TASK REQUIREMENTS -
What do the lines say from the one containing "Target: young woman in white uniform" to the end of the records? Restate them word for word, and only those.

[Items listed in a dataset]
——

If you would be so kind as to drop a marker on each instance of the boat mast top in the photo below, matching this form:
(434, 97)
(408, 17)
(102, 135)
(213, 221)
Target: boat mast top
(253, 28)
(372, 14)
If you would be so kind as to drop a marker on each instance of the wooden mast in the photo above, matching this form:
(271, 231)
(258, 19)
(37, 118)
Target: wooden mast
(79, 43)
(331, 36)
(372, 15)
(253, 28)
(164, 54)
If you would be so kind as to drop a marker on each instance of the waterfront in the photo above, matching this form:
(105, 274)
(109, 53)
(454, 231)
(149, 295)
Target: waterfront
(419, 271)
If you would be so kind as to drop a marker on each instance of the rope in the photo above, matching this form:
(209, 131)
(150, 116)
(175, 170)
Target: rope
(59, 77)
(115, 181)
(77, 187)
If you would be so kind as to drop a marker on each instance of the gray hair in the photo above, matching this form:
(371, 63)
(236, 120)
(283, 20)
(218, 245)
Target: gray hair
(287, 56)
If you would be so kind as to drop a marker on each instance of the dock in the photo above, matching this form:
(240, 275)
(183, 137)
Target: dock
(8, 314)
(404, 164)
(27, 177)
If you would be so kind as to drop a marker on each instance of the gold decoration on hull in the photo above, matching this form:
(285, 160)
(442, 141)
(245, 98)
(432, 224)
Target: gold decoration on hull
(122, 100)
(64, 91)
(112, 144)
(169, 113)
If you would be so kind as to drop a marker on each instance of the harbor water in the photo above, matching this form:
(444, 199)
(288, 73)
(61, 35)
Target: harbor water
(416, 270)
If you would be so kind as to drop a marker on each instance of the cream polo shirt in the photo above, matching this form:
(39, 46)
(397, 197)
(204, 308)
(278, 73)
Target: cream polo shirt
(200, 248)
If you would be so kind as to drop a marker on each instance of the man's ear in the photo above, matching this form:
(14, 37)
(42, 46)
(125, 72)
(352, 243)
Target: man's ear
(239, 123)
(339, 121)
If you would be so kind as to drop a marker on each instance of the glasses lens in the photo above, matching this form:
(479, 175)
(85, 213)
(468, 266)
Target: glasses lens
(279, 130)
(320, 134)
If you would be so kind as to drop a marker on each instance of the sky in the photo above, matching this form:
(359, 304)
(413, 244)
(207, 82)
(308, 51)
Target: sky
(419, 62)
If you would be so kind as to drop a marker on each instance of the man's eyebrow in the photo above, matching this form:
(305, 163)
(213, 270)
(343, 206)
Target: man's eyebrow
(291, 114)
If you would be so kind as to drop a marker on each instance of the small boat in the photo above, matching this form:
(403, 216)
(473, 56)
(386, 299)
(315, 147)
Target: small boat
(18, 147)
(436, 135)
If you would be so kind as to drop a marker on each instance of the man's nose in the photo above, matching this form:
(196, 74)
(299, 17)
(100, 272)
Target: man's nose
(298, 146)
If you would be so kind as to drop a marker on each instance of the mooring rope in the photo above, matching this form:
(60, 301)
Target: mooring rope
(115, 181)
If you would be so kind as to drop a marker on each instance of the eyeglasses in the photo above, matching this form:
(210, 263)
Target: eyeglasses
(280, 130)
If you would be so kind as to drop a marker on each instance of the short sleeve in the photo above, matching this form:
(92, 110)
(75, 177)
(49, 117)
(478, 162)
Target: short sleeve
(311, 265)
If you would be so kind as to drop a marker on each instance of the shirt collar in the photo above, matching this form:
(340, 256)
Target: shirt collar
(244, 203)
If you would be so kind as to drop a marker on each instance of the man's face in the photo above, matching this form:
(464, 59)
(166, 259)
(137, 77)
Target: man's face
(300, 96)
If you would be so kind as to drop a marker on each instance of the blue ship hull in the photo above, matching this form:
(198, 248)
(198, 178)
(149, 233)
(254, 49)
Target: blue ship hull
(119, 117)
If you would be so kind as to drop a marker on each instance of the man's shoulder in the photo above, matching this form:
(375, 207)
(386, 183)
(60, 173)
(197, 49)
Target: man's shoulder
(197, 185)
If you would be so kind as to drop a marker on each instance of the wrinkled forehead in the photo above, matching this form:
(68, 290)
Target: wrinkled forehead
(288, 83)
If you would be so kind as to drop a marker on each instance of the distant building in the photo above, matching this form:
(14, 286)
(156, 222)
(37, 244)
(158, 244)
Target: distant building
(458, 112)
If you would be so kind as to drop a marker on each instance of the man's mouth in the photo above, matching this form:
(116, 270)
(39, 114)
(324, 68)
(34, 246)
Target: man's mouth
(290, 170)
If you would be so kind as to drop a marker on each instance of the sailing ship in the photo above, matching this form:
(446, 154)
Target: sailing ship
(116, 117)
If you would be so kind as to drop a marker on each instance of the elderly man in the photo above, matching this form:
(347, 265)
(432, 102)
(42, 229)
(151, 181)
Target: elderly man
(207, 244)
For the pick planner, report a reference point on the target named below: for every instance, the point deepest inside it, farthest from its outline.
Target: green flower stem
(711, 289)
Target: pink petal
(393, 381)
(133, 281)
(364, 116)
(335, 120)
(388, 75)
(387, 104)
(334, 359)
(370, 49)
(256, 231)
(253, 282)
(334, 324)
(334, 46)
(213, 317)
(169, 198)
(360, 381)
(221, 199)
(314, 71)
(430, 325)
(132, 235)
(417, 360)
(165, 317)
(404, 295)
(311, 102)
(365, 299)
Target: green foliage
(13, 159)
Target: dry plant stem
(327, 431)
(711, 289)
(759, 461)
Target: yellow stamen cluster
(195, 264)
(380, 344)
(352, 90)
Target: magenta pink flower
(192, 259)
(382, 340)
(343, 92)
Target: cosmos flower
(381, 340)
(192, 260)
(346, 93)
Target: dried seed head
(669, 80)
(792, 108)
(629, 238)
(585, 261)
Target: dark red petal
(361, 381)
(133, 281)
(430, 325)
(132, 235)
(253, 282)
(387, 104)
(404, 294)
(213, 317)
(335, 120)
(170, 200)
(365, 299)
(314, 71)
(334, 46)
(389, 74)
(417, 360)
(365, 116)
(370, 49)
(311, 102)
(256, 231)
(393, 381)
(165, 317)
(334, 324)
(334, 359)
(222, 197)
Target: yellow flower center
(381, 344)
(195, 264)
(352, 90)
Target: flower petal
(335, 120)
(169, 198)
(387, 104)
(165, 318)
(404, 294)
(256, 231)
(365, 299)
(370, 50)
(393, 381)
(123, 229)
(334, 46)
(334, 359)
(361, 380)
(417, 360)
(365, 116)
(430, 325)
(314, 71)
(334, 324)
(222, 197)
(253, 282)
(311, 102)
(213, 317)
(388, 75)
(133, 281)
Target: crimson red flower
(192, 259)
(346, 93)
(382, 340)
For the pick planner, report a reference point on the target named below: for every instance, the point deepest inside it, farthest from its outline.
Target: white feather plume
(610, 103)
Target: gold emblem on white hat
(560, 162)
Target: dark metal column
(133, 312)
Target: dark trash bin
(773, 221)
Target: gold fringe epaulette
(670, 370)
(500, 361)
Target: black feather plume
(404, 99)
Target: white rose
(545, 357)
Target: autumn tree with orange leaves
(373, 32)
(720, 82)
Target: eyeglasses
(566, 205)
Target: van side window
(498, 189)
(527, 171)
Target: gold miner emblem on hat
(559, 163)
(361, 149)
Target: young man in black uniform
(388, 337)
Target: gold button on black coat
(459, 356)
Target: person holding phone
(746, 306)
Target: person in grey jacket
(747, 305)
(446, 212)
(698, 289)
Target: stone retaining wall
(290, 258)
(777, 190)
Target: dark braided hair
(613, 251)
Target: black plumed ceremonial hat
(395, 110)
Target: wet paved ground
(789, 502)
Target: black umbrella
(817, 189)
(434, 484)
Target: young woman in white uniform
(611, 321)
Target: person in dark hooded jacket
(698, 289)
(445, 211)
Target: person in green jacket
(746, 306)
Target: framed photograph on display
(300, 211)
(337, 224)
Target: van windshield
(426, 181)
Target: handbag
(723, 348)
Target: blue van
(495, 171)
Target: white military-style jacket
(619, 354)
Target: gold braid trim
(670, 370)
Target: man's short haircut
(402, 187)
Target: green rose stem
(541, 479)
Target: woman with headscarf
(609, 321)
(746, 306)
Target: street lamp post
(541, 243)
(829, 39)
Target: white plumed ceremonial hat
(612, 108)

——

EXERCISE SOLUTION -
Target: young woman in white uniform
(611, 321)
Target: person in dark hooded jacket
(698, 289)
(445, 211)
Target: person in green jacket
(746, 306)
Target: framed photograph on display
(300, 211)
(337, 224)
Target: van windshield
(426, 181)
Target: handbag
(723, 348)
Target: blue van
(495, 171)
Target: white military-style jacket
(619, 354)
Target: gold braid trim
(670, 370)
Target: man's short haircut
(402, 187)
Target: green rose stem
(541, 479)
Target: woman with headscarf
(609, 321)
(746, 306)
Target: street lamp post
(541, 243)
(829, 39)
Target: white plumed ceremonial hat
(612, 108)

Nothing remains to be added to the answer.